Source text:
** begin **

I would have it understood why I insist on the unimitative or rather anti-imitative character of this art of forming gardens. I have no wish to deny the gratifications it yields, or to dispute about the kind of skill it requires. Those two points go for nothing in investigating the nature of imitation. But I could find no example better adapted to render evident, by force of contrast, what imitation ought to be in order to constitute imitation, the kind of pleasure by which it must be recognized, and the error of those, who, with a perverted desire to render the image identical with its model, seek to exchange, as much as possible, the effect of resemblance for that of reality, and set the material illusion of the senses, above that more immaterial of the mind.

CHAPTER XVII.

THE RESULT OF THE PRECEDING FACTS AND NOTIONS LEADS TO A KNOWLEDGE OF WHAT OUGHT TO BE THE TRUE END OF

IMITATION.

In bringing this first part to a close, I cannot avoid warning the reader anew against the erroneous construction to which the preceding chapter is liable. It is very important that the conclusion therein arrived at, which will form the groundwork of the ensuing Part, should leave no ambiguity in the mind.

As in treating of imitation I propose only to consider it abstractedly, that is, under a general and theoretical, and not a limited and practical point of view, the words I may employ should be understood only as in a sense related to the nature of an abstract theory, that is, one which generalizes ideas.

** end **

Dataset extract:
** begin **

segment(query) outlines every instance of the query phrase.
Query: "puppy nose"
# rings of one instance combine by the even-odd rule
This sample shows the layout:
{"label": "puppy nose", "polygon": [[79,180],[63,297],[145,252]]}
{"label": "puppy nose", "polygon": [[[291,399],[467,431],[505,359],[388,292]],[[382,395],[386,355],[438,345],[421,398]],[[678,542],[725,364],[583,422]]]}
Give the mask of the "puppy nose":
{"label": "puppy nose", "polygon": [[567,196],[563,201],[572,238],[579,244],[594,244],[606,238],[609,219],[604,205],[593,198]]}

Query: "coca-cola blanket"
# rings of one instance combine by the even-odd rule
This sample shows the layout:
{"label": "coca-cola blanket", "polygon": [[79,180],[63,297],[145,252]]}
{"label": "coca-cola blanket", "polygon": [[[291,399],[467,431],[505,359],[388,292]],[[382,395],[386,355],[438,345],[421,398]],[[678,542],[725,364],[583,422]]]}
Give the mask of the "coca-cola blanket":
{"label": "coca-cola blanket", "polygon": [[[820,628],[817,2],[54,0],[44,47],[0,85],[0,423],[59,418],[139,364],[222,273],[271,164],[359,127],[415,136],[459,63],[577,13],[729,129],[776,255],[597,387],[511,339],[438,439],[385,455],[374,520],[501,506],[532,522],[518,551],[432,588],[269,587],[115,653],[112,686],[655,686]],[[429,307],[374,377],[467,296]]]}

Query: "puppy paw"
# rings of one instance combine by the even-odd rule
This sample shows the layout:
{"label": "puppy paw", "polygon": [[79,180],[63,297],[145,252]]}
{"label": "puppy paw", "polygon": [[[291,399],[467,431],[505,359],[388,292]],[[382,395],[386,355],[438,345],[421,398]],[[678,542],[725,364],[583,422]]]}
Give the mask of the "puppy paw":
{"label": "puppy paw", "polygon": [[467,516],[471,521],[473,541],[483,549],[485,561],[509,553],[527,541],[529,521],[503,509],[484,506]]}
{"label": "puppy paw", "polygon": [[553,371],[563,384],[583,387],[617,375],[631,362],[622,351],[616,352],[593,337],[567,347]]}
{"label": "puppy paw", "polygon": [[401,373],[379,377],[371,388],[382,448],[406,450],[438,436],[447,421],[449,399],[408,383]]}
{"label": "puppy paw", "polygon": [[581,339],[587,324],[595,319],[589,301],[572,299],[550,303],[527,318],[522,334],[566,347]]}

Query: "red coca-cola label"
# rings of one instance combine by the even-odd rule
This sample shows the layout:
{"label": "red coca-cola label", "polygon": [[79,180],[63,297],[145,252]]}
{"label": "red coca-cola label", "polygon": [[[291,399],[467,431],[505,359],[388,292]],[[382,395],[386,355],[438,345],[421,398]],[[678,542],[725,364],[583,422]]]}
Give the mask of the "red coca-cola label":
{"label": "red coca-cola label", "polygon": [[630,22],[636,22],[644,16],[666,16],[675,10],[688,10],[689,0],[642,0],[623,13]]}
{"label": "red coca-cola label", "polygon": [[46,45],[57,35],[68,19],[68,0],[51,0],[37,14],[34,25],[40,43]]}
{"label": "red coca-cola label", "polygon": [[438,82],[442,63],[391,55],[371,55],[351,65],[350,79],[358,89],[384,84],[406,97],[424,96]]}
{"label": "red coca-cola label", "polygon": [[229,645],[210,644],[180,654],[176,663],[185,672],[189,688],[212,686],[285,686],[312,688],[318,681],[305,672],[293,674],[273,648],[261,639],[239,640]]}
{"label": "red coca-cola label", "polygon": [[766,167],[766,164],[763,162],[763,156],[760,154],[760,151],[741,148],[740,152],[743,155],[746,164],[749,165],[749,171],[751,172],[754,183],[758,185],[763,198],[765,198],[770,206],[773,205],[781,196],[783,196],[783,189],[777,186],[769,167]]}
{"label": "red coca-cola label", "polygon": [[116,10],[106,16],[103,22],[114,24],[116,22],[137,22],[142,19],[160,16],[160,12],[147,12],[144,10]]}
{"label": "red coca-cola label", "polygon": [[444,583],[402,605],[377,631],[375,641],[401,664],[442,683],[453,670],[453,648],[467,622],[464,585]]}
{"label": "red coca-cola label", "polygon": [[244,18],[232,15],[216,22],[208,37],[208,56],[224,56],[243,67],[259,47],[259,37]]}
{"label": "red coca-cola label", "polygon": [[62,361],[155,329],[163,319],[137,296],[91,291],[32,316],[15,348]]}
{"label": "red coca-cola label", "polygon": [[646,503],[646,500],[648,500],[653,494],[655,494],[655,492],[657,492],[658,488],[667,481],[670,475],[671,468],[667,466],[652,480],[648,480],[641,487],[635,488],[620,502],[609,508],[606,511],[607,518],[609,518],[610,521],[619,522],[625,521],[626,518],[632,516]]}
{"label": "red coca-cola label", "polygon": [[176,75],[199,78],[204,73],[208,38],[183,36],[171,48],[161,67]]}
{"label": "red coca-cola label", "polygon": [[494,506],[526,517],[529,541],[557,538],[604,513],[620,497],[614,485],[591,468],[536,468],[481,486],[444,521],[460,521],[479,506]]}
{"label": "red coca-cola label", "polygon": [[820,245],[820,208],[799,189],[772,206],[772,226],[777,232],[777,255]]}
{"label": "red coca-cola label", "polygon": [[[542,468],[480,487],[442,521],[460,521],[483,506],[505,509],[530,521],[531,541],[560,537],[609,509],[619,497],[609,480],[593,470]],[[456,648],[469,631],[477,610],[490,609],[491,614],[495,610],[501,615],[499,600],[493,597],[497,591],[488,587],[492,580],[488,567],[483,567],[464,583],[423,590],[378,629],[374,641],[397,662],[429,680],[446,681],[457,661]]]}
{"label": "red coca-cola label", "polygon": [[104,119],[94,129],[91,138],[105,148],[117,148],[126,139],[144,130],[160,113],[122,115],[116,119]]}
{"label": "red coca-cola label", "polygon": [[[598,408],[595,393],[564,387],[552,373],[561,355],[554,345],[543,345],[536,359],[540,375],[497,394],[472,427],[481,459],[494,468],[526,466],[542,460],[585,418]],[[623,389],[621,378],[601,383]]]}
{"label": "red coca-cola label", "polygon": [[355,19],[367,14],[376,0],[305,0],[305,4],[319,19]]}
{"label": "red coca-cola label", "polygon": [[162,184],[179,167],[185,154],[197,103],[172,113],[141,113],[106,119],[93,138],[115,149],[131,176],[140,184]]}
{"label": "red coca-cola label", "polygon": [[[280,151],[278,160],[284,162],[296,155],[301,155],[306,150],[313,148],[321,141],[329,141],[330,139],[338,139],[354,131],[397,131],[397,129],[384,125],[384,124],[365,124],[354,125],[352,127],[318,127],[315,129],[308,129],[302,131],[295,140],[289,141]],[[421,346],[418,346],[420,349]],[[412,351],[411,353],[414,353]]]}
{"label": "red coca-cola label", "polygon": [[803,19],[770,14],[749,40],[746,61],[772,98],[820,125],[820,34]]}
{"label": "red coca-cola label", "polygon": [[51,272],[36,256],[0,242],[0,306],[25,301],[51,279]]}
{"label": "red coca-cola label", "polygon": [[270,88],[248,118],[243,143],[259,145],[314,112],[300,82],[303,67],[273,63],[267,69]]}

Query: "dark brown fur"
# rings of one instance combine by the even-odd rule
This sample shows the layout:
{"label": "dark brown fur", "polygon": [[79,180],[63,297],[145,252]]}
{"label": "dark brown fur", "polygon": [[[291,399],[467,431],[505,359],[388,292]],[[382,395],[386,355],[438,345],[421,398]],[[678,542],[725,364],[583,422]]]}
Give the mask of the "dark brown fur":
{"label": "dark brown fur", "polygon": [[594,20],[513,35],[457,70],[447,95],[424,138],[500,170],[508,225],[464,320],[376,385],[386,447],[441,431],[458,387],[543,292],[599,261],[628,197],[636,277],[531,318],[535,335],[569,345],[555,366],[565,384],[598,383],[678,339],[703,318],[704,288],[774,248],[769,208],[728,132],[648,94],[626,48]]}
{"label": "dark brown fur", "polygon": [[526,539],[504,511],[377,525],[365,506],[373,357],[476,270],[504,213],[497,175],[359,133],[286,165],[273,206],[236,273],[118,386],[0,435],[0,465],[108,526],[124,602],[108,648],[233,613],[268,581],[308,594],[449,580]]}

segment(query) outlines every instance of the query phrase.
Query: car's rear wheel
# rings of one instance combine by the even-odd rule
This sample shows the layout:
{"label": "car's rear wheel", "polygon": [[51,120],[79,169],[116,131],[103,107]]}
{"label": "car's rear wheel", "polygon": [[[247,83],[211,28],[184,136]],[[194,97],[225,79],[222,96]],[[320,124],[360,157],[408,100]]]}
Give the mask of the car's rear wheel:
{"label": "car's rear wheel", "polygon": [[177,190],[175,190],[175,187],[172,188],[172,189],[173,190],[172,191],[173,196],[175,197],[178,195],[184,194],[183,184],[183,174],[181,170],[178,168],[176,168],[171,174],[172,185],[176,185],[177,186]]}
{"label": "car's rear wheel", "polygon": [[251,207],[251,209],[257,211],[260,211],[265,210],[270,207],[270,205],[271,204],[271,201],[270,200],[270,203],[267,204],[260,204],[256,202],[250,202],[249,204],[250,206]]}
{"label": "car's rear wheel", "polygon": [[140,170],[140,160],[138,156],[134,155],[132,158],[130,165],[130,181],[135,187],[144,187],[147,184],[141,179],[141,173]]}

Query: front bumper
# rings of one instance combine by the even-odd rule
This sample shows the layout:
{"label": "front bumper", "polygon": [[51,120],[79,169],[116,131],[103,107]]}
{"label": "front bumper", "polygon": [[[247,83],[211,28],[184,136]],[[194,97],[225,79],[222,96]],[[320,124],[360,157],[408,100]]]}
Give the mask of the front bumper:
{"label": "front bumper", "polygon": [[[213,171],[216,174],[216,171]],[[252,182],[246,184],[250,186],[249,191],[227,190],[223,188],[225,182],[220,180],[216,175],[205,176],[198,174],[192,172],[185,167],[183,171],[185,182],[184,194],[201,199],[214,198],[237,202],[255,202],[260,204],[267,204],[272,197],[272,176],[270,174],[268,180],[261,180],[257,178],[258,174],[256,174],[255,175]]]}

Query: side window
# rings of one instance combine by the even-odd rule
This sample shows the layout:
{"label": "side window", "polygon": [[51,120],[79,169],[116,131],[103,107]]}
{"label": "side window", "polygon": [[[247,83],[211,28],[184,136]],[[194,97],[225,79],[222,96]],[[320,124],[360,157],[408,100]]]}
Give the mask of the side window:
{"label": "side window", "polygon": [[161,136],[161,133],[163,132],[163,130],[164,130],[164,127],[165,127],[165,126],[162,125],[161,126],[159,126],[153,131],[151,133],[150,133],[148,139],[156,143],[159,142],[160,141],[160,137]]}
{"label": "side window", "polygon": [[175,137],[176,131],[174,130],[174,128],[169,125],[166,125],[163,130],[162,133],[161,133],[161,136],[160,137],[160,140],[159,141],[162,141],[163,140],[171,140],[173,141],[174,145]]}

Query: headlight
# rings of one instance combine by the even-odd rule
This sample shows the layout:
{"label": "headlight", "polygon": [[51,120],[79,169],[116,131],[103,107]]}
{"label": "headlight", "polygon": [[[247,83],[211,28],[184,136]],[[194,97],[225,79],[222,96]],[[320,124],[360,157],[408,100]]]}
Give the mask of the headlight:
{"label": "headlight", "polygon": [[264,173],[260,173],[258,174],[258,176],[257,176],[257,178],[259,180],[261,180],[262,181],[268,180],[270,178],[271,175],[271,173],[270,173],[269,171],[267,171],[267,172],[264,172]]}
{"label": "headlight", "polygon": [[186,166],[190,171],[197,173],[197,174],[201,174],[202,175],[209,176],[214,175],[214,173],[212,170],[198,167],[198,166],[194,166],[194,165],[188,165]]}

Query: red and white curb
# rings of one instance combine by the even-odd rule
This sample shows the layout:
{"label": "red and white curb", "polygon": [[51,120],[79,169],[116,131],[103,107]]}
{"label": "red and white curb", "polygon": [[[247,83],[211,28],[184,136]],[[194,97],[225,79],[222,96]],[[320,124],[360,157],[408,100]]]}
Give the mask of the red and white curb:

** end **

Written task:
In the passage on imitation, what will the conclusion reached in the preceding chapter form?

Worked solution:
The groundwork of the ensuing Part.